╭─ Extrait choisi

Réduire les émissions liées à l’alimentation, un défi de longue haleine

Yves Hulmann

4 minutes de lecture

Pour Stefano Montobbio, expert en durabilité chez EFG International, et Sam Glover, gérant, l’ensemble de la chaîne alimentaire doit être reconsidérée.

Stefano Montobbio (EFG International), Sam Glover (EFG AM), Sofia Condés (FAIRR Initiative), Martijn Sonnevelt (World Food System Center, ETHZ), Christoph Jenny (Planted Foods) et Lorenz Altwegg (EFG Bank AG).

La chaîne alimentaire est responsable d’une proportion estimée entre 25 et 30% de l’ensemble des émissions de gaz à effet de serre (GES). Comment y remédier? Entretien avec Stefano Montobbio (S.M.), Global Head of Investment Governance and ESG chez EFG International, et Sam Glover (S.G.), gérant du portefeuille d’EFG International consacré au thème de la «Food Revolution», à propos duquel les deux experts se sont exprimés mercredi dans le cadre de la conférence Building Bridges qui se déroule cette semaine à Genève.

Que recouvre le concept de «Food Revolution»?

Stefano Montobbio (S.M.): C’est un terme qui recouvre plusieurs aspects ayant trait à l’organisation de la chaîne alimentaire en lien avec les questions de durabilité. Globalement, on peut dire que la «Food Revolution» concerne à la fois l’agriculture et la production d’aliments, l’organisation de la chaîne de distribution ainsi que la consommation. A cet égard, il est important de rappeler que l’ensemble de la chaîne alimentaire – en incluant aussi bien les aspects liés à la production, la distribution, la consommation et en tenant compte du gaspillage de nourriture – est responsable d’une proportion estimée entre 25 et 30% de l’ensemble des émissions de gaz à effet de serre (GES).

Le concept de «révolution de l’alimentation» sous-entend qu’il est aussi possible de changer les choses et d’innover dans ce domaine afin de réduire les émissions de CO2 en lien avec cette activité. Pouvez-vous citer des exemples d’innovation dans ce domaine?

╰─

Consigne 1: Relevez chaque ligne de la liste qui contient la chaîne « green », en tenant compte des majuscules et des minuscules.
L'extrait et les lignes qui suivent ne viennent pas de la même source.

╭─ Données sources

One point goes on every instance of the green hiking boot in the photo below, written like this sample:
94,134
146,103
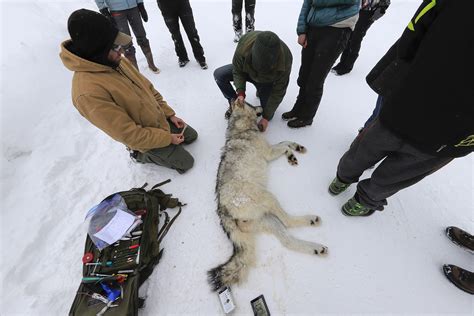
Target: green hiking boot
336,187
354,208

╰─

Consigne 2: D'après l'extrait, quelle part de l'ensemble des émissions de gaz à effet de serre attribue-t-on à la chaîne alimentaire ?

Réponse 1:
One point goes on every instance of the green hiking boot in the photo below, written like this sample:
Target: green hiking boot

Réponse 2: Une part estimée entre 25 et 30 %.